_Problems and tasks_
A. Quote the superconductor thread word for word, from "The video, for" up to and including "get actual levitation.".
B. Answer these about the superconductor thread:
(i) Up to what temperature do the papers claim the superconductor works?
(ii) What color is LK-99 said to be?
(iii) Whose work on superconductivity under pressure prompted the discovery of YBCO?
C. Write what comes next in the superconductor thread, picking up after its final post.

_Document_
In short, they claim to have a room-temperature superconductor that works at ambient pressure (instead of only under a diamond anvil or the like). Or rather, they claim to have a superconductor that works all the way up to 127 C!
The papers don’t appear to be complete bunk, though, so the attitude should probably be one of skepticism rather than dismissal. One nice thing about it is that the material is easy to synthesize, and the claims easy to verify. This isn’t something that requires specialized equipment that only exists in one lab, or where the effect is so tiny that you never really know whether it’s noise or not.
For instance, they demonstrate levitation over a magnet, which is a property of all superconductors–and trivial to see if it works or not.
So, don’t get your hopes up yet. And even if it can be reproduced, it is far from being a commercially viable material. But it will be interesting to see the followup, which should be fairly quick.
My initial reaction (to some knowledgeable colleagues):
Damn! After reading the first page of the Introduction, I was expecting to see room temperature SQUID data. Turns out they just used a conventional SQUID to measure magnetization.
I’m not sure any of the measurements shown on page 3 convince me. However, they do conclusively state:
“LK-99 is a gray-black color, as shown in Figure 3(b). It is the superconductor with the same color as typical superconductors.”
I’m not sure I’m convinced by any of the figures, especially since they don’t describe the experimental set up used for most of the figures. I am heartened that my speculation that they might be able to use atomic substitution in the lattice to produce the same effects as applying external pressure is being followed through on.
The “conclusively state” section is sarcastic, in case you didn’t catch it.
FWIW, there is a video out there purporting to be levitation of this material.
On the other hand, this group apparently had to withdraw claims of room temperature superconductivity made in 2020.
Wait and see is definitely advised.
ETA: it is a little known fact that the discovery of YBCO was prompted by Paul Chu’s work on superconductivity under pressure and his thoughts that such pressure could be accomplished by lattice substitutions of larger atoms.
The whole thread is interesting, I just posted that tweet in response…if you (generic SDMB you) work your way upstream you can read some ways it was be hugely beneficial.
Is there any intuitive explanation for why pressure encourages superconductivity? Seems clear that it plays a significant role. Not that anything about the theory of superconductivity is really intuitive, but I vaguely get Cooper pairs, at least.
The video, for those that don’t want to click through:
I’ll just note that that video does not show levitation: A corner of the chip is always in contact with the base. I mention this because, while stable levitation is a property of superconductors, it’s really easy to get any old ordinary magnet to almost-levitate with only a tiny bit of direct contact to stabilize it.
Which makes me pessimistic: Surely, if this material were what they claim it is, it wouldn’t have been hard to get actual levitation.
No, that paper from Rochester was from 2021. The Gigazine page refers to a 2020 paper from this group (but I haven’t found any other cites)
Since BCS superconductors depend inherently on electron-lattice interactions, its intuitive that changing the lattice dynamics would affect superconductivity. However, my understanding is there is no consensus (still) on the theoretical underpinnings of HTS (even YBCO). I’m not a theorist, though.

_Data provided_
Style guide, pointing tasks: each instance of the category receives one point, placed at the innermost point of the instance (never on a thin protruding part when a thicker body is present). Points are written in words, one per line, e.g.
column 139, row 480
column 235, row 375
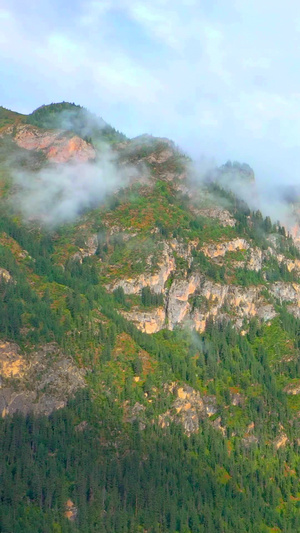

_Outputs in order_
A.
The video, for those that don’t want to click through:
I’ll just note that that video does not show levitation: A corner of the chip is always in contact with the base. I mention this because, while stable levitation is a property of superconductors, it’s really easy to get any old ordinary magnet to almost-levitate with only a tiny bit of direct contact to stabilize it.
Which makes me pessimistic: Surely, if this material were what they claim it is, it wouldn’t have been hard to get actual levitation.

B.
(i) 127 C
(ii) Gray-black
(iii) Paul Chu's

C.
In rereading the Gigazine page (now there’s a highly respected scientific journal cite!), it is unclear whther they are stating that this group withdrew their claims or some other, earlier group withdrew claims.
From what I’ve read, it’s not uncommon to have this partial levitation effect in superconductors. Sure they could have faked it by embedding a tiny magnet in one corner of the sample, but they could have faked lots of other things, too.
Well, either it’ll be reproduced or not. It doesn’t seem like this will end up like cold fusion or whatever since the effects are so dramatic.
It’s hard to get a feel for the video. On the one hand, there doesn’t seem to be any condensation or other indications of cooling of the superconductor chip. On the other hand, at one point the chip falls flat on the magnet, then pops back up, which is strange.
However, my experience playing with levitation is always with the superconductor cooled as the base and the smaller magnet levitating above it. The usual indication that you aren’t dealing with two magnets is that when you poke the magnet it resists displacement because of flux pinning in the superconductor (in fact, once you have levitation achieved, you can flip the superconductor over to show the magnet “hanging” from the superconductor instead of “floating”). With magnets, any levitation tends to be unstable, where any disturbance causes flying apart or sticking together. My first question when someone said there was a video was “Did they poke it?”
But I have no intuition when it comes to a small superconductor levitating above a large magnetic surface. Is the behavior shown in the video consistent with a sample where the superconductivity is not uniform?
Seems reasonable enough. If the sample were impure or not consistently structured, such that only one part was actually superconductive, I’d think you’d get that kind of behavior. But I agree, it’s hard to judge.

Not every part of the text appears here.